• Stated problem:
Reproduce every entry below line for line without changing anything, and leave out the pictures.

----- Record set -----

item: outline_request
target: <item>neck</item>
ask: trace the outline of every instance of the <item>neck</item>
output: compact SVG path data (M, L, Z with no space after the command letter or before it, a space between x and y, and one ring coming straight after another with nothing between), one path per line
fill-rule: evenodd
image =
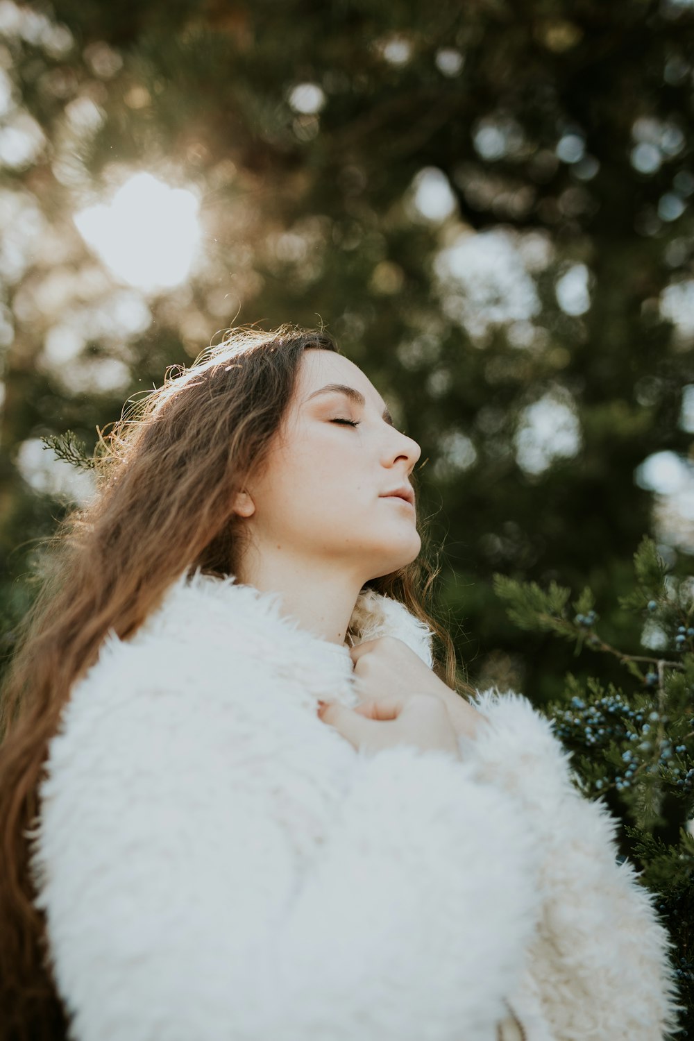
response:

-----

• The completed task:
item: outline_request
target: <item>neck</item>
ask: trace the outline of every instance of the <item>neck</item>
output: compact SVG path data (M, L, Z with no space after the command letter or before it, a space between x and y, and one ring coming straight after another with nothing between), one path per line
fill-rule: evenodd
image =
response:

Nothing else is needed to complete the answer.